---- Data extract

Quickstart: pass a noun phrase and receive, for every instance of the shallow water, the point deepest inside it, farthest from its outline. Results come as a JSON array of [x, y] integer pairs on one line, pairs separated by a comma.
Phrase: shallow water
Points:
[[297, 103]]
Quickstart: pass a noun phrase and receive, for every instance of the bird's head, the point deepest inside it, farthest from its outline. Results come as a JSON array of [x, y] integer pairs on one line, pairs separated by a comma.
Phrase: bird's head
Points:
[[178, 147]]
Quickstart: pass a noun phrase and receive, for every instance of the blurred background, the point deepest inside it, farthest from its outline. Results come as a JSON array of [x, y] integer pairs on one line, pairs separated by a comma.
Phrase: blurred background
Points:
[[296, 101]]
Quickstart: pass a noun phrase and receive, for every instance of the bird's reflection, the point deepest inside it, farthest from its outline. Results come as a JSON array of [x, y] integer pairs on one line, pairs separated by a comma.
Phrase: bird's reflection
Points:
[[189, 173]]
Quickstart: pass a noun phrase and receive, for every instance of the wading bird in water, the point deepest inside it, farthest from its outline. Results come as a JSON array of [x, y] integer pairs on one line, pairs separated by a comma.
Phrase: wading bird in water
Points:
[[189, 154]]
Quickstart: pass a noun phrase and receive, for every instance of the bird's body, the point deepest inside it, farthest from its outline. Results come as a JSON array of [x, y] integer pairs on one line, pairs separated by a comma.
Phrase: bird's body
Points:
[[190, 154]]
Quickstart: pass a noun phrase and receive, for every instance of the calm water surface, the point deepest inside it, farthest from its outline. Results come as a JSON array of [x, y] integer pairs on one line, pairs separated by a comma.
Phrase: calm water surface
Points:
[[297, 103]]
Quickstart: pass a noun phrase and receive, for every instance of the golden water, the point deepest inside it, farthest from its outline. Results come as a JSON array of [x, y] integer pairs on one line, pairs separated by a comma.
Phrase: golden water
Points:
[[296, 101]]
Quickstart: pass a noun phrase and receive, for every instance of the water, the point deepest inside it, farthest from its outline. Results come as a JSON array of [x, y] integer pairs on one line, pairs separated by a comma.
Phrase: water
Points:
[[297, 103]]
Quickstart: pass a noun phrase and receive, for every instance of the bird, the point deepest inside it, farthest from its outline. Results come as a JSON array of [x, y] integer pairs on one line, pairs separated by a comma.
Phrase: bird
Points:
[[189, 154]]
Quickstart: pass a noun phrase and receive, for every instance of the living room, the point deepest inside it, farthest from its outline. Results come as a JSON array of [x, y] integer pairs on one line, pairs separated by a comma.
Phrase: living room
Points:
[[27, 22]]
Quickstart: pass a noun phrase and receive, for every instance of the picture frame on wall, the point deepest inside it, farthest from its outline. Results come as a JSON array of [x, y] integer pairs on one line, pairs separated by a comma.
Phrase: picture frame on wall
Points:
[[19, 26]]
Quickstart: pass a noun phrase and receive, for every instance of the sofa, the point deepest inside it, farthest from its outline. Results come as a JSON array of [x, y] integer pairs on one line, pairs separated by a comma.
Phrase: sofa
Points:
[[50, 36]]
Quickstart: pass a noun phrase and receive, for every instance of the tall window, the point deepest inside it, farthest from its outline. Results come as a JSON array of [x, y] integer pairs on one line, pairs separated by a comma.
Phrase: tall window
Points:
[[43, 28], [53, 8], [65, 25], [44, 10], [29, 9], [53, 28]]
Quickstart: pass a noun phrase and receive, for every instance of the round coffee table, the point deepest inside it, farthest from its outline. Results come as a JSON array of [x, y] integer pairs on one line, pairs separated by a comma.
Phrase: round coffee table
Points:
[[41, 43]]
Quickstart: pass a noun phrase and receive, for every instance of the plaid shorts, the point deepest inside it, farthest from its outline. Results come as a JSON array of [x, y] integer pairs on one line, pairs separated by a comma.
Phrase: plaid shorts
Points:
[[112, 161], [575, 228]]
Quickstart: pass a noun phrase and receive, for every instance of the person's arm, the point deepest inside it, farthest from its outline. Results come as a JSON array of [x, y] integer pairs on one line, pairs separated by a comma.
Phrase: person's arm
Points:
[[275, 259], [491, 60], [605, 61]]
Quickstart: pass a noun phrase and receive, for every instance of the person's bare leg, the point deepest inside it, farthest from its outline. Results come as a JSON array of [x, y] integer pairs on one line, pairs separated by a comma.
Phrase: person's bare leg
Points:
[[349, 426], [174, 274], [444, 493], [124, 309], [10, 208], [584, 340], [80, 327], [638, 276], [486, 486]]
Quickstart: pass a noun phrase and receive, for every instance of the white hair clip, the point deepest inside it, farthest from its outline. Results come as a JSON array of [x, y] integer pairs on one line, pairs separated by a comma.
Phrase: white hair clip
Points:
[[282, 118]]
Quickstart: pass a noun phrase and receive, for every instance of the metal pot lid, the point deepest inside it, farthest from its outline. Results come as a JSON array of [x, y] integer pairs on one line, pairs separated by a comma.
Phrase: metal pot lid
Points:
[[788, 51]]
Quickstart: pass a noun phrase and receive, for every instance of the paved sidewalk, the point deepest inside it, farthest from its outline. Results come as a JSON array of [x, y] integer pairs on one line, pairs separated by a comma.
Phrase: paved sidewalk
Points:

--------

Do this:
Take the lines above and retype all of them exactly.

Task answer:
Quickstart: pass a noun phrase and receive, for every instance of the shallow water, the point deepest inside it, farthest from its outline. Results come as a JSON array of [x, y] integer pairs on one line, pairs separated by a comma.
Phrase: shallow water
Points:
[[297, 103]]
Quickstart: pass a noun phrase and receive, for every instance of the bird's head, the point deepest inside it, farthest from its outline. Results come as a JSON array of [x, y] integer pairs on one line, pairs separated by a comma.
Phrase: bird's head
Points:
[[178, 147]]
Quickstart: pass a noun phrase and receive, for every instance of the blurred background, the point deepest inside it, farthest from its outline. Results come as a JSON array of [x, y] integer pairs on one line, pairs separated by a comma.
Phrase: blurred background
Points:
[[296, 101]]
Quickstart: pass a noun phrase and receive, for every instance of the bird's reflection, the point deepest inside it, farthest from its outline. Results come as a JSON array of [x, y] integer pairs on one line, pairs separated by a comma.
Phrase: bird's reflection
Points:
[[189, 173]]
Quickstart: pass a noun phrase and receive, for every instance of the wading bird in water, the point deepest inside it, farthest from its outline. Results come as a JSON array of [x, y] integer pairs on one line, pairs separated by a comma.
Phrase: wading bird in water
Points:
[[189, 154]]
Quickstart: pass a noun phrase and receive, for every instance of the bird's body, the point deepest inside it, farthest from its outline. Results come as a JSON array of [x, y] integer pairs on one line, pairs separated by a comma.
Phrase: bird's body
Points:
[[190, 154]]
Quickstart: pass a noun phrase and receive, for every instance of the calm water surface, the point deepest inside it, farthest from its outline. Results come as a JSON array of [x, y] integer pairs on one line, pairs separated by a comma.
Phrase: calm water surface
Points:
[[297, 103]]
Quickstart: pass a noun phrase and receive, for every instance of the golden water, the point deepest inside it, farthest from its outline. Results come as a JSON array of [x, y] integer pairs on one line, pairs separated by a comma.
Phrase: golden water
Points:
[[296, 101]]
Quickstart: pass a noun phrase and receive, for every instance of the water, the point deepest inside it, farthest from its outline. Results come as a JSON array of [x, y] integer pairs on one line, pairs separated by a comma.
Phrase: water
Points:
[[297, 103]]
Quickstart: pass a noun phrase and receive, for every instance of the bird, the point deepest inside it, farthest from its outline. Results come as a JSON array of [x, y] integer pairs on one line, pairs separated by a comma.
Phrase: bird
Points:
[[189, 154]]
Quickstart: pass a noun phrase and receive, for every instance of the living room, the point deepest inside it, farthest from its outline. Results come as a JSON array of [x, y] integer pairs on one line, pairs separated by a comma.
Phrase: living room
Points:
[[27, 22]]
Quickstart: pass a noun phrase and receive, for every instance of the picture frame on wall, the point deepest inside it, farthest from its outline. Results come as a JSON array of [x, y] integer pairs on one line, pairs separated by a comma.
Phrase: picture frame on wall
Points:
[[19, 26]]
Quickstart: pass a noun phrase and receive, for every instance of the sofa, the point deepest inside it, farthest from its outline. Results come as a JSON array of [x, y] integer pairs on one line, pairs separated by a comma.
Phrase: sofa
Points:
[[50, 36]]
Quickstart: pass a noun phrase and receive, for every instance of the tall window, the point deepest inside it, farthest from its outline. Results come as a JSON array of [x, y] integer pairs on one line, pairs separated by a comma.
Phrase: tall window
Points:
[[43, 28], [53, 8], [65, 25], [44, 10], [29, 9], [53, 28]]
Quickstart: pass a noun phrase and receive, for every instance of the round coffee table, the point deepest inside it, farthest from its outline. Results come as a JSON array of [x, y] integer pairs on one line, pairs separated by a comma.
Phrase: round coffee table
Points:
[[41, 43]]
Quickstart: pass a noun phrase and receive, for every instance of the plaid shorts, the point deepest inside it, farthest from its outline. Results come as a JSON array of [x, y] integer pairs on one line, pairs separated by a comma.
Phrase: plaid shorts
Points:
[[112, 161], [575, 228]]
Quickstart: pass a noun phrase and receive, for every instance of the person's arm, the point deepest inside it, farthest from its outline. Results come as a JSON array of [x, y] integer pairs on one line, pairs separated by a comma.
Phrase: person's arm
Points:
[[275, 259], [491, 60], [605, 61]]
Quickstart: pass a noun phrase and receive, for every instance of the person's bare leg, the point deepest inside it, farthest from its outline. Results come as a JSON array of [x, y] integer pairs on one line, pairs separated by a comma.
Phrase: person's bare leg
Points:
[[349, 426], [174, 274], [444, 493], [124, 309], [10, 208], [584, 340], [80, 327], [638, 276], [486, 486]]
Quickstart: pass a noun phrase and receive, for every instance of the white hair clip, the point deepest inside it, farthest from its outline. Results come as a JSON array of [x, y] integer pairs on one line, pairs separated by a comma.
Phrase: white hair clip
Points:
[[282, 118]]
Quickstart: pass a noun phrase and receive, for every instance of the metal pot lid, the point deepest inside it, farthest from its outline. Results come as a JSON array of [x, y] integer pairs on one line, pairs separated by a comma.
Phrase: metal pot lid
Points:
[[788, 51]]
Quickstart: pass a noun phrase and receive, for every instance of the paved sidewalk, the point deepest inside it, farthest from its outline. Results come as a JSON array of [x, y] integer pairs on one line, pairs separated by a comma.
Phrase: paved sidewalk
Points:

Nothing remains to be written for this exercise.